(Stored items)
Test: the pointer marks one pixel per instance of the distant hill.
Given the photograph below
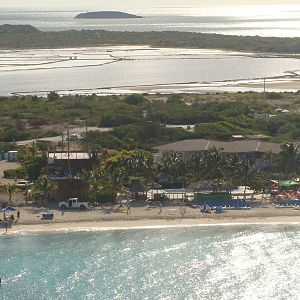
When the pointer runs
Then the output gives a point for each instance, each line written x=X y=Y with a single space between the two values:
x=106 y=15
x=26 y=36
x=6 y=28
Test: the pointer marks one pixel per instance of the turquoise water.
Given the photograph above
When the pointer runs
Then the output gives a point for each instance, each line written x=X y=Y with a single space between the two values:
x=228 y=262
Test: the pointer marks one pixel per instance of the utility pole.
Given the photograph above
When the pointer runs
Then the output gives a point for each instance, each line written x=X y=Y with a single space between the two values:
x=69 y=165
x=33 y=161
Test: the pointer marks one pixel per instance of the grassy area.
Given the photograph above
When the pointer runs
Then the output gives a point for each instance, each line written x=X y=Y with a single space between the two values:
x=26 y=36
x=140 y=120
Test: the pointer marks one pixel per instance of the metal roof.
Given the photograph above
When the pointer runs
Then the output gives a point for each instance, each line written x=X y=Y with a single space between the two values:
x=229 y=147
x=64 y=155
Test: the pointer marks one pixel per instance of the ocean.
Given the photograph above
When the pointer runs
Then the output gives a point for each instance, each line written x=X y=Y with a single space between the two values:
x=263 y=20
x=210 y=262
x=115 y=70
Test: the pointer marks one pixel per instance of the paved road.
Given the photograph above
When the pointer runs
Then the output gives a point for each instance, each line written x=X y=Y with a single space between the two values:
x=56 y=139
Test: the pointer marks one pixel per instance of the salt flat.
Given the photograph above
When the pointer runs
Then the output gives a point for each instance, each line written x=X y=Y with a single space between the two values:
x=124 y=69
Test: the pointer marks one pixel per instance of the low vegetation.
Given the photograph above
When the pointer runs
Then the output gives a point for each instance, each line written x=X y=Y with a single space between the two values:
x=143 y=121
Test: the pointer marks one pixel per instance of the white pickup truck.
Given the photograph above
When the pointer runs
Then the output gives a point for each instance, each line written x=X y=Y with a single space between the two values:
x=73 y=203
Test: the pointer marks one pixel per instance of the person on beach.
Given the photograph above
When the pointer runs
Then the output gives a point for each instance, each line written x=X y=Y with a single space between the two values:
x=160 y=207
x=128 y=208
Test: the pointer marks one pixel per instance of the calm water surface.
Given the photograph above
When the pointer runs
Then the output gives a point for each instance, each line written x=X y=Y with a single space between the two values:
x=231 y=262
x=33 y=71
x=263 y=20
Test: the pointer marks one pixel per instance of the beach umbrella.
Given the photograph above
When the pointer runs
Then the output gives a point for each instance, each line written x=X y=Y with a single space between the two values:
x=7 y=208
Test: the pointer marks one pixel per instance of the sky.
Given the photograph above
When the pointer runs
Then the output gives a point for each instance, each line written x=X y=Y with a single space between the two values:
x=115 y=4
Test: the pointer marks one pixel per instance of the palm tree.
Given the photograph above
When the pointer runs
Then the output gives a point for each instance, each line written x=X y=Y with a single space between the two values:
x=10 y=189
x=196 y=164
x=289 y=159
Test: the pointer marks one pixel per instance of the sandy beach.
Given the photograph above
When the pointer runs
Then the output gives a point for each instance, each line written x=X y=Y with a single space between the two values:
x=105 y=218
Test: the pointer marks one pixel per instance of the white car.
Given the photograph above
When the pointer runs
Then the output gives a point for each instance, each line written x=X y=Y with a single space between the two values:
x=73 y=203
x=23 y=183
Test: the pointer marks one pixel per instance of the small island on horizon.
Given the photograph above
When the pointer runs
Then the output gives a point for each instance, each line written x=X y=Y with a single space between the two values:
x=107 y=15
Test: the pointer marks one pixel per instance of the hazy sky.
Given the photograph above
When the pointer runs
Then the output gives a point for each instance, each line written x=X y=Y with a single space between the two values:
x=113 y=4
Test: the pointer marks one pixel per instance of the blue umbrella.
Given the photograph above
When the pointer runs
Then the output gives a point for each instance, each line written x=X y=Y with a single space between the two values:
x=7 y=208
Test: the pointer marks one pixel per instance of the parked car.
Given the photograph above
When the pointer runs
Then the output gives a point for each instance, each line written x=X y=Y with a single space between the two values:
x=73 y=137
x=23 y=183
x=73 y=203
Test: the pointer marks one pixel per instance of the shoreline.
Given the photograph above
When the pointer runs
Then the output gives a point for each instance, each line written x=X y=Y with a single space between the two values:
x=151 y=224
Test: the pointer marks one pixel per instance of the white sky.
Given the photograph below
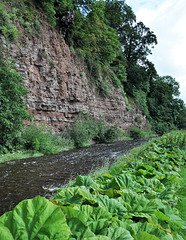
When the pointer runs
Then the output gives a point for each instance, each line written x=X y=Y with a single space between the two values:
x=167 y=19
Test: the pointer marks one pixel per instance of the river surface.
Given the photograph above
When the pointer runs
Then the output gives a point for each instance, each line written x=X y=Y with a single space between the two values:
x=27 y=178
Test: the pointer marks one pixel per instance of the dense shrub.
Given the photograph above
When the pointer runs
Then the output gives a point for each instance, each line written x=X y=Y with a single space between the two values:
x=136 y=133
x=40 y=138
x=86 y=128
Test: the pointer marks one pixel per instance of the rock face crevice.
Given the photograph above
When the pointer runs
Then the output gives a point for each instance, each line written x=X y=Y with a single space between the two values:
x=58 y=87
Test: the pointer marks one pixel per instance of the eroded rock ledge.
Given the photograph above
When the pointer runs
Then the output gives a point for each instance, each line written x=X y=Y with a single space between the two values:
x=58 y=90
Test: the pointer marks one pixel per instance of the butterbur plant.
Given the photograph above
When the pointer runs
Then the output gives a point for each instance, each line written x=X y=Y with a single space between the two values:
x=135 y=200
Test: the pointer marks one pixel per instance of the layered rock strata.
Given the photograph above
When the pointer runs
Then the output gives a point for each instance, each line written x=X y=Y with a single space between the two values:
x=58 y=87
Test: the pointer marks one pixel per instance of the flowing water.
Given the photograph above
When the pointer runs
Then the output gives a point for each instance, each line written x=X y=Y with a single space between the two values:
x=27 y=178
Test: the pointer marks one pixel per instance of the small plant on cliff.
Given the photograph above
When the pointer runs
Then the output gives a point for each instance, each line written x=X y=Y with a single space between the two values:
x=6 y=28
x=86 y=128
x=136 y=133
x=40 y=138
x=12 y=106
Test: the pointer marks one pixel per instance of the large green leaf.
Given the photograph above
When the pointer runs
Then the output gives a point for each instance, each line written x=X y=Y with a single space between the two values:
x=122 y=181
x=97 y=219
x=97 y=238
x=111 y=205
x=119 y=233
x=84 y=181
x=74 y=196
x=68 y=196
x=145 y=236
x=35 y=218
x=137 y=205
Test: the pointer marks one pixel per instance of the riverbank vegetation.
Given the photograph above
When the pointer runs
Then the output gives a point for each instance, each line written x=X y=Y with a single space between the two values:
x=114 y=48
x=38 y=139
x=138 y=197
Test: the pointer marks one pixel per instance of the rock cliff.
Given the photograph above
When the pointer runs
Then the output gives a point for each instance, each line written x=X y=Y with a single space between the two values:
x=58 y=87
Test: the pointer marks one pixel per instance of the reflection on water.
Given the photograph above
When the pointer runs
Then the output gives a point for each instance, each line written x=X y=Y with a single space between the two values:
x=26 y=178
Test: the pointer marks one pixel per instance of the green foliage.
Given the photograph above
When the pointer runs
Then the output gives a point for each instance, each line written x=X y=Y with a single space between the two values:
x=86 y=128
x=23 y=12
x=6 y=27
x=40 y=138
x=136 y=133
x=165 y=110
x=12 y=106
x=35 y=218
x=134 y=200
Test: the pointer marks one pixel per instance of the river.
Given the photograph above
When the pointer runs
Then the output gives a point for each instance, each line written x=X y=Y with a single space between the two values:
x=27 y=178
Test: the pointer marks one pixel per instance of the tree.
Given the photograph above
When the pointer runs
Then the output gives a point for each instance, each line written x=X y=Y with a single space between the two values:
x=136 y=41
x=166 y=111
x=12 y=106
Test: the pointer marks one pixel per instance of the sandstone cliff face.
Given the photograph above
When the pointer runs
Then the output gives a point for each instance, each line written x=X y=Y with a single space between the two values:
x=58 y=90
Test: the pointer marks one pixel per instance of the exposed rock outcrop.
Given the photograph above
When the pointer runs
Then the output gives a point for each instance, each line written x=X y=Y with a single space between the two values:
x=58 y=89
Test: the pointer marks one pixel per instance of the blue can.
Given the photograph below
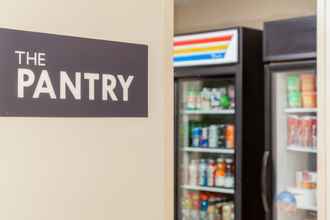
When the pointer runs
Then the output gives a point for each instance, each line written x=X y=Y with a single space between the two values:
x=204 y=141
x=196 y=135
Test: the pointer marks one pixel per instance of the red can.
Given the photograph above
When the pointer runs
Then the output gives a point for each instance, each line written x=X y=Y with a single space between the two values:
x=230 y=136
x=293 y=130
x=307 y=124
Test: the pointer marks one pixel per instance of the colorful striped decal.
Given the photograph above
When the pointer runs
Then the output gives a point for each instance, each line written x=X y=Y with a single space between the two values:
x=205 y=40
x=199 y=57
x=200 y=49
x=205 y=48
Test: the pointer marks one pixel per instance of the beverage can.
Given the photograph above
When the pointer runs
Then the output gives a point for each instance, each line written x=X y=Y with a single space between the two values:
x=191 y=99
x=204 y=137
x=309 y=99
x=213 y=136
x=198 y=101
x=308 y=82
x=307 y=131
x=231 y=94
x=202 y=173
x=294 y=99
x=314 y=132
x=226 y=212
x=220 y=173
x=215 y=98
x=211 y=173
x=293 y=130
x=222 y=136
x=206 y=99
x=196 y=136
x=293 y=83
x=230 y=136
x=229 y=178
x=224 y=102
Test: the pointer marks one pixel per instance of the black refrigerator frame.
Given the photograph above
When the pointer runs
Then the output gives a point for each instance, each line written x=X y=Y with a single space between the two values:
x=300 y=57
x=249 y=120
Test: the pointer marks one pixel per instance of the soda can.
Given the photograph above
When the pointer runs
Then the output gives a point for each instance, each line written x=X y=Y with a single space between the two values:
x=230 y=136
x=215 y=98
x=294 y=99
x=196 y=136
x=204 y=137
x=307 y=131
x=213 y=136
x=231 y=94
x=293 y=130
x=308 y=82
x=222 y=136
x=314 y=132
x=293 y=83
x=309 y=99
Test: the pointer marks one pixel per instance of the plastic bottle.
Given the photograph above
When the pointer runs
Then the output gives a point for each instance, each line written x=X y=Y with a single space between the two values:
x=213 y=136
x=206 y=99
x=193 y=173
x=191 y=99
x=220 y=173
x=196 y=206
x=204 y=204
x=229 y=179
x=211 y=168
x=203 y=173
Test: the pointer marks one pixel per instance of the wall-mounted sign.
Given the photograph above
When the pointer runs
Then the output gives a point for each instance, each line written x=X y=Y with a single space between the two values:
x=51 y=75
x=211 y=48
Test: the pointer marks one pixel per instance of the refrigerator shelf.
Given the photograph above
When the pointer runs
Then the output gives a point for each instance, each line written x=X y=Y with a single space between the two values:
x=209 y=150
x=210 y=112
x=209 y=189
x=306 y=208
x=301 y=110
x=302 y=149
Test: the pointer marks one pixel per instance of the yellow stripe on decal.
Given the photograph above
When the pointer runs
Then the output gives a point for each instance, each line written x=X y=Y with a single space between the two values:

Written problem ▸ Reproduce the lines of the listing above verbatim, starting at the line that contains "Test: the pointer marks one pixel per instance of the green" and ending after the line that contains "x=134 y=200".

Task response ▸
Test: the pointer marks one pixel per instance of the green foliage.
Given the photograph above
When the pointer runs
Then the output gives a point for each instance, each line written x=X y=Y with a single space between the two values:
x=86 y=128
x=23 y=12
x=6 y=27
x=40 y=138
x=136 y=133
x=165 y=110
x=12 y=106
x=35 y=218
x=134 y=200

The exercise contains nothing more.